==== RAW RECORDS ====

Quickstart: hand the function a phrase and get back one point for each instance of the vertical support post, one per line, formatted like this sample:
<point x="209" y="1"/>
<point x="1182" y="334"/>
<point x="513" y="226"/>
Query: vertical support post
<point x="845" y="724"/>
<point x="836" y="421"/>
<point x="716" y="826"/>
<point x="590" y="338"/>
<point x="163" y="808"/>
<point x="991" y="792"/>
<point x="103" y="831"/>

====
==== RAW RECORDS ====

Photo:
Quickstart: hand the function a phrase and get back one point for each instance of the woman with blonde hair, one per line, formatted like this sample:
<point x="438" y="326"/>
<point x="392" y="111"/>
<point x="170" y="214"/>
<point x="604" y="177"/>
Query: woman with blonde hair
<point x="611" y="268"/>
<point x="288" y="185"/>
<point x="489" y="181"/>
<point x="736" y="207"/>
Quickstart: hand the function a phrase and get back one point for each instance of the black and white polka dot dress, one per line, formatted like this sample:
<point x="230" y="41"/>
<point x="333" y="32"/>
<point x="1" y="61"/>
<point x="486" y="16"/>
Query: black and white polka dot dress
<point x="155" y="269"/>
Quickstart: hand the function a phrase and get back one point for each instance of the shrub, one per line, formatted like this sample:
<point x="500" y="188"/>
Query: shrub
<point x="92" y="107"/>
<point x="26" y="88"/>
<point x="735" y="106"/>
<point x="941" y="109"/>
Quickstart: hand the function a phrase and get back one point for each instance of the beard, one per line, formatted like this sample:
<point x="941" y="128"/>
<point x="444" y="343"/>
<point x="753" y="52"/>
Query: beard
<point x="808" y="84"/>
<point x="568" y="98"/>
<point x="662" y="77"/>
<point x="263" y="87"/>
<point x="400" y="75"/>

====

### WHAT YOU WILL DO
Collect every line of the rows above that contains the word "back". Treat uppercase and lowercase as distinct.

### RESPONSE BELOW
Quickstart: hand the function a phrase and get back one point for each instance of the vertical support post, one per line, formatted like this sample:
Quickstart: hand the function a phrase and get back one point for each instance of the woman with blonde hair, one per line, formatted like this sample:
Quickstart: hand the function a phrase and get back one point for each instance of the black and white polka dot dress, one per line, formatted like this sample:
Quickstart: hand the function a phrase and get back one point for each instance of the shrub, one per line, formatted like this sample:
Quickstart: hand the function a phrase and get back one point for each instance of the beard, one per line, formatted like this sample:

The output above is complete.